Provided text:
↓↓↓

Cory Greene is a formerly incarcerated co founder and organizer with How Our Lives link Altogether! Cory is currently invested in developing and supporting the development of an inter-generational youth led city-wide Healing Justice Movement. Cory is also a 5th year PhD candidate in the Critical Social Personality Psychology doctoral program at the Graduate Center of the CUNY where his/our research justice efforts engage in Radical Healing and youth community organizing.

 

Rikers Debate Project: Face Off

2:30 – 3:30 PM / Small Room

 

The Rikers Debate Project Fellows take on the most pressing issues in the field of criminal justice advocacy, such as voting rights, the “raise the age” campaign, solitary confinement, and bail reform.

 

The Rikers Debate Project is dedicated to teaching people at Rikers Island the skills of competitive debate.

 

Walking Tour with Jay Holder

3:30 – 4:00 PM / Leaves from Lafayette Street & White Street

 

Bring Down The Walls is situated amongst the institutional pillars of the prison industrial complex, including the Manhattan Detention Complex and New York City’s courthouses. Map the journey to prison and back on a walk through Lower Manhattan’s maze of courts, facilities, and administrative buildings hiding in plain sight amidst the day-to-day of New Yorkers.

↑↑↑

Required work:
Using the event listing above, say whether each statement agrees with it, answering yes or no and quoting the deciding words: 1. Cory Greene is a fourth-year PhD candidate. 2. The Rikers Debate Project: Face Off takes place in the Small Room. 3. The walking tour with Jay Holder starts from Lafayette Street & White Street.

Record extracts:
↓↓↓

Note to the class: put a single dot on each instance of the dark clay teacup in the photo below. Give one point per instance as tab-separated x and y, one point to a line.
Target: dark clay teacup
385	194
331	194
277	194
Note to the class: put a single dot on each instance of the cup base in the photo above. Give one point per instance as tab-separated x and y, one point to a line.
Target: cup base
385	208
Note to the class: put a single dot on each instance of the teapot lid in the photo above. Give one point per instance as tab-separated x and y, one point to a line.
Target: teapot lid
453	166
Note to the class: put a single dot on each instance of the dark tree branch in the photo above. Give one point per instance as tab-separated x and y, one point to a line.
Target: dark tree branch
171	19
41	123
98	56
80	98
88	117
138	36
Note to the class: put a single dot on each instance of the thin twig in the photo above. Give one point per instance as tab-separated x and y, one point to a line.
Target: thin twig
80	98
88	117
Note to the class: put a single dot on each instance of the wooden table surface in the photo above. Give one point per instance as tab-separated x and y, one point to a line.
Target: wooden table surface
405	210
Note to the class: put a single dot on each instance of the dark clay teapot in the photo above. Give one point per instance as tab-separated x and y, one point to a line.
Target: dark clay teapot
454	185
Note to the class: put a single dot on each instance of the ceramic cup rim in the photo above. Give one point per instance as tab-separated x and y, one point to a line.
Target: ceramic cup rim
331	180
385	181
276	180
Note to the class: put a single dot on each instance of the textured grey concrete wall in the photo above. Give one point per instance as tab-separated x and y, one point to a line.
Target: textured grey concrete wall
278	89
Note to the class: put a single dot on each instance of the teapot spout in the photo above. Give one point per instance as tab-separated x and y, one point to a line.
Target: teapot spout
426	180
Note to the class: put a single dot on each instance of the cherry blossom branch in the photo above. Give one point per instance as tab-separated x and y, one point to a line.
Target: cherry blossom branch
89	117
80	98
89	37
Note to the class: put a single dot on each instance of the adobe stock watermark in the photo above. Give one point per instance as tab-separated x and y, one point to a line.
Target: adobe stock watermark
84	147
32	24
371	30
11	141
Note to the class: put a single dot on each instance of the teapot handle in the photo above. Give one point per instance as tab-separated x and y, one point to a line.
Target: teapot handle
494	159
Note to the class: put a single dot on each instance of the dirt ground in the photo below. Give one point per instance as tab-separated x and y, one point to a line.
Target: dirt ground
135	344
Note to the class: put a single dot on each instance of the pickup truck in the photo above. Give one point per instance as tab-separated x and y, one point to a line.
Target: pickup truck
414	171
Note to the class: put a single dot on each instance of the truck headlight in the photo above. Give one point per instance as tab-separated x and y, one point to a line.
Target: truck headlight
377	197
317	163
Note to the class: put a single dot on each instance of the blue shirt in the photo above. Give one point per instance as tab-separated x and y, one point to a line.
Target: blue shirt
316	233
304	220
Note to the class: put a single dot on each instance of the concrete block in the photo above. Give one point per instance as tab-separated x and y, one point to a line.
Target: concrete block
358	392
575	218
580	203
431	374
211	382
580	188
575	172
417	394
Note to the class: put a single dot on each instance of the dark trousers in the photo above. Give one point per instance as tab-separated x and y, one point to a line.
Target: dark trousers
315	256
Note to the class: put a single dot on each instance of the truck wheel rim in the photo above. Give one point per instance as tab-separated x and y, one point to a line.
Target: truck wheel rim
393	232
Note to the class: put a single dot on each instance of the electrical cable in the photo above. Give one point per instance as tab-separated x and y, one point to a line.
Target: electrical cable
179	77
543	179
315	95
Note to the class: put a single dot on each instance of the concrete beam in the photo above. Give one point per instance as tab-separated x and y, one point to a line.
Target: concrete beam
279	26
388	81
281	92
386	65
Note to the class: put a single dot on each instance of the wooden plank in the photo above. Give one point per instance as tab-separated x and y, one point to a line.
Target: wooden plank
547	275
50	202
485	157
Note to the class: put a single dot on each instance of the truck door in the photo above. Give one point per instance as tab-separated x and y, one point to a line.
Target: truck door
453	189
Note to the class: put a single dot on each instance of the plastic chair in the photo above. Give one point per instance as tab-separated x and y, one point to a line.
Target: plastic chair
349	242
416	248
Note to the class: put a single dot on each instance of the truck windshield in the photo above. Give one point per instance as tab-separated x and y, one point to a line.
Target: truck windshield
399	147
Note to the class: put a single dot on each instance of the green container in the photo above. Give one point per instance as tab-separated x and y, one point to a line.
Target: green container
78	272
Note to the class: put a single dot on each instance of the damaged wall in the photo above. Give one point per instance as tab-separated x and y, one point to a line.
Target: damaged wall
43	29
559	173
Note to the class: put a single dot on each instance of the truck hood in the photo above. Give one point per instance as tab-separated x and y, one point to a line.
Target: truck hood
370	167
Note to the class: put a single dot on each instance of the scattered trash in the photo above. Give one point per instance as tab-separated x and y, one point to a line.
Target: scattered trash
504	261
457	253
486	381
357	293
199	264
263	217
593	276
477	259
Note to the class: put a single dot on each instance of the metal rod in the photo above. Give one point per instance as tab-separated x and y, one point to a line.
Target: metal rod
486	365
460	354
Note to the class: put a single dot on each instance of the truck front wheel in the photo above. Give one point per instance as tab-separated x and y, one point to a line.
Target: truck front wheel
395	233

↑↑↑

Output of the exercise:
1. No: "Cory is also a 5th year PhD candidate"
2. Yes: "2:30 – 3:30 PM / Small Room"
3. Yes: "Leaves from Lafayette Street & White Street"